Exercise goal: Only the lines holding the word "spot" are wanted; copy each of them from the listing.

Material provided:
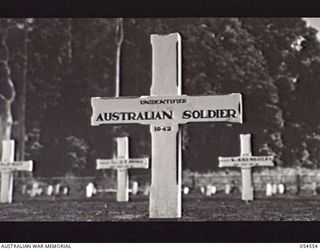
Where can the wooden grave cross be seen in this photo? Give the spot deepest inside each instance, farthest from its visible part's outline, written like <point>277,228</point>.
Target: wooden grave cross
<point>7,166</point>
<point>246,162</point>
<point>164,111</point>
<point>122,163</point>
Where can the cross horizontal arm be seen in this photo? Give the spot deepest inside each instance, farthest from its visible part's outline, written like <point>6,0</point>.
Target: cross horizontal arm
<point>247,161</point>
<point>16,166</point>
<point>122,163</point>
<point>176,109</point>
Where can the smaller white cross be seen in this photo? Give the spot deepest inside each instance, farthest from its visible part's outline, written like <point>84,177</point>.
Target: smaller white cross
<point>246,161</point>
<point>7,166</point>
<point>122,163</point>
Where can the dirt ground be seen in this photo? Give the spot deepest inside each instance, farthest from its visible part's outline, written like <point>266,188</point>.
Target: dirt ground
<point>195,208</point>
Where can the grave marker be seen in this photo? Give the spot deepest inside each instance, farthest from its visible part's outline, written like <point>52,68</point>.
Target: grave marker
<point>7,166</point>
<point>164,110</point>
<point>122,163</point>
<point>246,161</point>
* * *
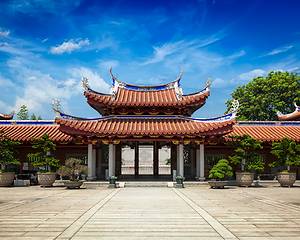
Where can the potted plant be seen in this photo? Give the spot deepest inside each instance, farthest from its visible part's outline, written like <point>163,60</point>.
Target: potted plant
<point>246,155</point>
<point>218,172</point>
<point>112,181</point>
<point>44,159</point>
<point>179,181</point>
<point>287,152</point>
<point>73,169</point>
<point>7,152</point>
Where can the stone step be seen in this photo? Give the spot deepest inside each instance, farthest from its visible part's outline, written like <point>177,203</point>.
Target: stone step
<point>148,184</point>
* * *
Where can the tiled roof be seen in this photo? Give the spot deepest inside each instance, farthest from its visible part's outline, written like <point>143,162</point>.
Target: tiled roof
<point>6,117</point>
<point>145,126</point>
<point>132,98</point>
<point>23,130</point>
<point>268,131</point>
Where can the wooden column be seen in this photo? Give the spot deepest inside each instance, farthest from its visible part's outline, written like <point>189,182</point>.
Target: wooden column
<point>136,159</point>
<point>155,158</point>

Task output:
Where can the wooden grave cross be seen in this photo? Give the spot deepest inside each instance, farthest from its visible part's outline, written like <point>277,228</point>.
Where can the cross horizontal arm be seen in this photo? Give the spot deepest inside each instance, farthest from its visible part's outline, written like <point>6,0</point>.
Where can the smaller white cross be seen in this photo? Give the spot deepest inside each instance, farthest from its visible part's outline, written like <point>84,177</point>.
Where can the dirt ground be seen in this photo? Give the spot deepest inside each instance, farthest from its visible part's outline, written like <point>266,188</point>.
Where can the grave marker be seen in this photo? Give the spot deepest inside each instance, farthest from its visible part's outline, written like <point>52,68</point>.
Where can the potted plant be seen in this photo? Give the spot deepest inside each instance, farthest from its visible part's outline, written like <point>163,60</point>.
Where can the stone step be seen in this photo? Give the spot deepest inside each instance, farthest from its visible part's outline, written like <point>177,203</point>.
Where can the tiled roof be seen in this photo? Give the spot deepest inside each instance, farthest from its visible part's outline, written like <point>143,162</point>.
Where can the wooden column be seen in this photo? Give the spot deepest inside each instance, farthest from its visible part's outline, written like <point>189,182</point>.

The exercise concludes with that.